• [Requirement 1]:
List every historical figure the essay on human uniqueness mentions by name.
• [Requirement 2]:
According to the essay on human uniqueness, who was the first person known to consider that the Earth could be revolving around the Sun?
• [Requirement 3]:
Reproduce the essay on human uniqueness from "The fall of geocentrism" up to and including "Jupiter or Saturn.".

Intelligence was the only thing we had left
Galileo, Darwin, Freud, ... these three humans were messengers of humanity's downfalls. What happens with AI, is that we are getting challenged on the last thing that made us unique in the universe.
The fall of geocentrism
It all started to go bad with Galileo and his friend Copernicus. (Well, actually, Aristarchus of Samos was the first we know to consider that the Earth could be revolving around the Sun about 300 years BC, but he did not leave much to account for it.)
Before these two lads, Humanity was standing at the centre of the Universe and all the planets, and that small ball of fire that we call the Sun, were all revolving around us. We were living on the biggest place of all, the masterpiece of God, our home, that could be compared to nothing else.
Then these two blokes came out and started to persuade Humanity that in fact, the Earth was just another planet like Mars or Venus, and is wasn't event so big, especially if you compare it to giants like Jupiter or Saturn.
Humanity fell down from her first pedestal: we were not the centre of the Universe, and the Sun, that mighty 1 million km wide ongoing nuclear explosion was not the centre of the univers either. In fact, it was a very common star, in a very common galaxy like there are billions.
We were just on a common planet around a common start in a common galaxy.
The fall of creationism
You all heard about that one too. Even though there are still some idiots who don't accept the truth, in Theory of the origin of Species, Charles Darwin set up the framework for the theory of evolution.
Before him, we were the unique creation of God, and after that, just a not so old species sharing a common ancestor with our distant cousins the chimps.
That's kind of hard to swallow when you think yourself as the ultimate creation of the Almighty, to realise that your lot was just lucky to survive the last ice age, but you are genetically 99% the same as a chimp.
Not even masters of our own houses
The last fatal blow to human pride was given by Sigmund Freud. With his theory of the unconscious, he showed us that our conscious self is heavily influenced, if not completely dominated, by a shadowy part of each of ourselves that a whole life is generally not long enough to completely tame and comprehend.

• [Natural-language object grounding entries]:
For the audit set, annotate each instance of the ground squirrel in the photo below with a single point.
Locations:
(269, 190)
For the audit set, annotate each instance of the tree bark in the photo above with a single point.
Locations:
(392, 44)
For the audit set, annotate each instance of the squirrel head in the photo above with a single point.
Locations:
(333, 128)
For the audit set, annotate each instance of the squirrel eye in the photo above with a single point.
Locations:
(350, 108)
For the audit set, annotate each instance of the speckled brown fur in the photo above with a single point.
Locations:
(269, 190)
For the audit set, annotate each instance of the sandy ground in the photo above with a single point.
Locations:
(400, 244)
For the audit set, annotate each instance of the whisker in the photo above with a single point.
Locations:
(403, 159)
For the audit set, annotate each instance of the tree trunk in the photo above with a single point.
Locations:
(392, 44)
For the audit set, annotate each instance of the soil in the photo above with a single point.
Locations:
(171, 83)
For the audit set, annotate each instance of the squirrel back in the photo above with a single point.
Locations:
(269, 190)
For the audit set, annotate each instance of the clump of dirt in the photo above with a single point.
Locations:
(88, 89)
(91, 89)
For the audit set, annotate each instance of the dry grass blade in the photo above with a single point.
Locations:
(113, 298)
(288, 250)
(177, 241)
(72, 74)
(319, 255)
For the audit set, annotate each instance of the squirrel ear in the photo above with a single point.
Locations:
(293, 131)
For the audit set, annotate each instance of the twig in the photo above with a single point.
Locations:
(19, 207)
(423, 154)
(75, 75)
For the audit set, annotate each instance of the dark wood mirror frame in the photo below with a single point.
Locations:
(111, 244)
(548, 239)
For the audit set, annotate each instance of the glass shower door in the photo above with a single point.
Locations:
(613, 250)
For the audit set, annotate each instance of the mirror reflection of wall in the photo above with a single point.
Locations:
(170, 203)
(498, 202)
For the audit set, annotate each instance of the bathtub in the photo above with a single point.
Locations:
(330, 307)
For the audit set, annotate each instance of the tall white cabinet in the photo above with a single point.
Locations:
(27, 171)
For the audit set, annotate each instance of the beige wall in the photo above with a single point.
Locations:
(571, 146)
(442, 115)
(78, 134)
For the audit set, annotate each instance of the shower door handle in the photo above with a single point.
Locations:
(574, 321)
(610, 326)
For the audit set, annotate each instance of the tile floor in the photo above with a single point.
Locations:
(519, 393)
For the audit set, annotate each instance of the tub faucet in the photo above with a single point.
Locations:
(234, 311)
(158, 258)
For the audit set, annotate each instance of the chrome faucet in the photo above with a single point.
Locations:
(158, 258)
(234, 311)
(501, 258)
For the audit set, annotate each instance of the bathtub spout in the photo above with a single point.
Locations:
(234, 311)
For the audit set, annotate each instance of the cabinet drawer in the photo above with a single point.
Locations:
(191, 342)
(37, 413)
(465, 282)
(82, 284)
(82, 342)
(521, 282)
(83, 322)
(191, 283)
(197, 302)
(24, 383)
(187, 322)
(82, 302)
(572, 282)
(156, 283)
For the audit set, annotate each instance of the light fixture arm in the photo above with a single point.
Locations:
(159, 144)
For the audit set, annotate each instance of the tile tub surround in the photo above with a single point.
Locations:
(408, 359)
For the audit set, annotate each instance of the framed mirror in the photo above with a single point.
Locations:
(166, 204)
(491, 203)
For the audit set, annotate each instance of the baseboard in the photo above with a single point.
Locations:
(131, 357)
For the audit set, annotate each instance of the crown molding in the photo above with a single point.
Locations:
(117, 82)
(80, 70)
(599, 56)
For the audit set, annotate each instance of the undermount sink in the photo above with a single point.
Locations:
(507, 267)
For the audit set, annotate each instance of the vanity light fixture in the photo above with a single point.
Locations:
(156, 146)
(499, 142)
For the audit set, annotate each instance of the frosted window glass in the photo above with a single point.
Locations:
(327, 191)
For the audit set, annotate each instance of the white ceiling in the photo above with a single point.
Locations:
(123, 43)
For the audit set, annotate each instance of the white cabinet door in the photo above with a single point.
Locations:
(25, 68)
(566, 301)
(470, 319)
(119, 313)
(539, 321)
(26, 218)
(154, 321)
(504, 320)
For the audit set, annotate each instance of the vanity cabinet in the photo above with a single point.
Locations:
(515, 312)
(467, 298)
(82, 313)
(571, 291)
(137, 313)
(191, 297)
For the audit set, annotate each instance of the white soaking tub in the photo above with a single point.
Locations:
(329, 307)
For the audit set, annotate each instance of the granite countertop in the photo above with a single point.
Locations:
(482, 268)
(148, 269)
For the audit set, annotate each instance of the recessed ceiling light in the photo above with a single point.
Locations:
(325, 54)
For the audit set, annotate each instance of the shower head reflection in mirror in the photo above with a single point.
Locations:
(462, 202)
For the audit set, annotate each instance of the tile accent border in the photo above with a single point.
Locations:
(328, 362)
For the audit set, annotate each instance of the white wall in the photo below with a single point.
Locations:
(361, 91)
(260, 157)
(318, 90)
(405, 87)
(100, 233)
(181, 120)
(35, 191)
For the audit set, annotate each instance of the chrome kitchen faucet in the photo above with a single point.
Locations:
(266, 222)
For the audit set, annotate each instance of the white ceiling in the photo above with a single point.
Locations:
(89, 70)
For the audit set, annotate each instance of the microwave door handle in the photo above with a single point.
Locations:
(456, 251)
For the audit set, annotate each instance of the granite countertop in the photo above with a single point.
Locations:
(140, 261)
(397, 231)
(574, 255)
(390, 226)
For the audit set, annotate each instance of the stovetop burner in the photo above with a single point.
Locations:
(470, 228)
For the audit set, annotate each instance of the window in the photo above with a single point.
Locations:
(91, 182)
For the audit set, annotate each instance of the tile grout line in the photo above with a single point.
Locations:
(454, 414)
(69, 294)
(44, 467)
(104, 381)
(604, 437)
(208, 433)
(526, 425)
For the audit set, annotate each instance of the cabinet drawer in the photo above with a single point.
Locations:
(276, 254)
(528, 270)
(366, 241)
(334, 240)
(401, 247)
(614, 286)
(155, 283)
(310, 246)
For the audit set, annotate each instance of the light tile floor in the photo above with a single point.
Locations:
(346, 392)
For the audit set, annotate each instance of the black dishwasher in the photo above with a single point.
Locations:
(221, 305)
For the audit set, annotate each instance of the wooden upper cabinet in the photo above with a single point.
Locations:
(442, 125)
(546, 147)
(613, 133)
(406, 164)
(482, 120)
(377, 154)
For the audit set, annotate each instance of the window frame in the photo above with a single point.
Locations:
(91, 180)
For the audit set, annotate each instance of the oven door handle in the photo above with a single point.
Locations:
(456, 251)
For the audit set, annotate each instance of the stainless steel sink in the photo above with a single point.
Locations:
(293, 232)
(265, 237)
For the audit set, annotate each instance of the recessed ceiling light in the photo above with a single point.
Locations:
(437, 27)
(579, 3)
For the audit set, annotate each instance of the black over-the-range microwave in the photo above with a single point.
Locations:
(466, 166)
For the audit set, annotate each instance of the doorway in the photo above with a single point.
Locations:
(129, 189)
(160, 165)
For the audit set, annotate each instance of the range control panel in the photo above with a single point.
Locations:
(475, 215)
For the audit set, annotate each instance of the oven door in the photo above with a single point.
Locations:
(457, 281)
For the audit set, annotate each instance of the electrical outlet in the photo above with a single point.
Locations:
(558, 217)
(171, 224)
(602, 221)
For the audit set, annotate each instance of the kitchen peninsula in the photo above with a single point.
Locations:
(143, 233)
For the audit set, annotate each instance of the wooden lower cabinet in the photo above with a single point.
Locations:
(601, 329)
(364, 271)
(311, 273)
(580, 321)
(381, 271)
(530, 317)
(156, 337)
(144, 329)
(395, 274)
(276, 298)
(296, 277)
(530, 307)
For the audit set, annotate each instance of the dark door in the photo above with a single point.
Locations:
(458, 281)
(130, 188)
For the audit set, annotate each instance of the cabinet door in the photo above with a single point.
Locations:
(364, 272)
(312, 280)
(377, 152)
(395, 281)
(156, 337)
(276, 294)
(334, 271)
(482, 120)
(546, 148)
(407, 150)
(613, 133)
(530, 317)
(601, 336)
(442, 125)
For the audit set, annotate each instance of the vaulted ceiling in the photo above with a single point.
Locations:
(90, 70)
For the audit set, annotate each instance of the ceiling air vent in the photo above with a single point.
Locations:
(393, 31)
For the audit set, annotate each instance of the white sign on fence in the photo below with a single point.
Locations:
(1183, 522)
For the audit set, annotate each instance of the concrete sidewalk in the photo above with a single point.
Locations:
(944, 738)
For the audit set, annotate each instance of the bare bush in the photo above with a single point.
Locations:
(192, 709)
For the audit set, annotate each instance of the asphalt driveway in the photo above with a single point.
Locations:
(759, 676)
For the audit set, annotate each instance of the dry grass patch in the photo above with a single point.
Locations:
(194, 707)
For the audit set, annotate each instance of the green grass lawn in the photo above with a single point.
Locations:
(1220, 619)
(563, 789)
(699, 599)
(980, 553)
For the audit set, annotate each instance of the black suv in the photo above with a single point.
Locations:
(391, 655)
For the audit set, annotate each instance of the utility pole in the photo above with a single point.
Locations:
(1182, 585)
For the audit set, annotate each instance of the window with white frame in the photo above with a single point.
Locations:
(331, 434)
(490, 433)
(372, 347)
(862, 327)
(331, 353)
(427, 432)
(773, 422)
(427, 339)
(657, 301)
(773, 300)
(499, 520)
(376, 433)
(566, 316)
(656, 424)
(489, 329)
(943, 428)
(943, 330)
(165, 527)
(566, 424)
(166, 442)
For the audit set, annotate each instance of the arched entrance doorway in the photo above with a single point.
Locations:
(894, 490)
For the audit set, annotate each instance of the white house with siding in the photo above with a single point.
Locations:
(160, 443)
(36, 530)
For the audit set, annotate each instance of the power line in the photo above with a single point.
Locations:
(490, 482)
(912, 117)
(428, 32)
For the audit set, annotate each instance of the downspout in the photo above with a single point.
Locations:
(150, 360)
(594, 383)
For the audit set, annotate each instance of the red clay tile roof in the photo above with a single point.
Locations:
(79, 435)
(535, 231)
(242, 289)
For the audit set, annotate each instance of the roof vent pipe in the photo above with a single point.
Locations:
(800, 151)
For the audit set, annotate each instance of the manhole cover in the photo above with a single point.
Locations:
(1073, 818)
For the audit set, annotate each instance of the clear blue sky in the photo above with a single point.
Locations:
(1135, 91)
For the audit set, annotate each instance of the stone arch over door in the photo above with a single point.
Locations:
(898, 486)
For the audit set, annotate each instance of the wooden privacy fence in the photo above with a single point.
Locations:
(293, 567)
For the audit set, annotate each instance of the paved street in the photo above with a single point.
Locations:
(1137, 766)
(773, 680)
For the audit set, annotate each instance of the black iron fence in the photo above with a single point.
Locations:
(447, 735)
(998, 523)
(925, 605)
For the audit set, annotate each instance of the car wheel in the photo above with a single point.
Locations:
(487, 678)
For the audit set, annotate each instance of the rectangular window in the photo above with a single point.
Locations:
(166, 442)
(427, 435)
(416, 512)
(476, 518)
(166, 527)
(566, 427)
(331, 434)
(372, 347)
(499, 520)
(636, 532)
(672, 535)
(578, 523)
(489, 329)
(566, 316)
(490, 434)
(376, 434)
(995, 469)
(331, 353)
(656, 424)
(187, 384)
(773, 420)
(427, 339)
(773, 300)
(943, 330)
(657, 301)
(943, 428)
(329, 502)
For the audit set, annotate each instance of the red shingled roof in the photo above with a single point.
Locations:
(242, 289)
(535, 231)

• [Written answer 1]:
Galileo, Charles Darwin, Sigmund Freud, Copernicus, Aristarchus of Samos

• [Written answer 2]:
Aristarchus of Samos, about 300 years BC.

• [Written answer 3]:
The fall of geocentrism
It all started to go bad with Galileo and his friend Copernicus. (Well, actually, Aristarchus of Samos was the first we know to consider that the Earth could be revolving around the Sun about 300 years BC, but he did not leave much to account for it.)
Before these two lads, Humanity was standing at the centre of the Universe and all the planets, and that small ball of fire that we call the Sun, were all revolving around us. We were living on the biggest place of all, the masterpiece of God, our home, that could be compared to nothing else.
Then these two blokes came out and started to persuade Humanity that in fact, the Earth was just another planet like Mars or Venus, and is wasn't event so big, especially if you compare it to giants like Jupiter or Saturn.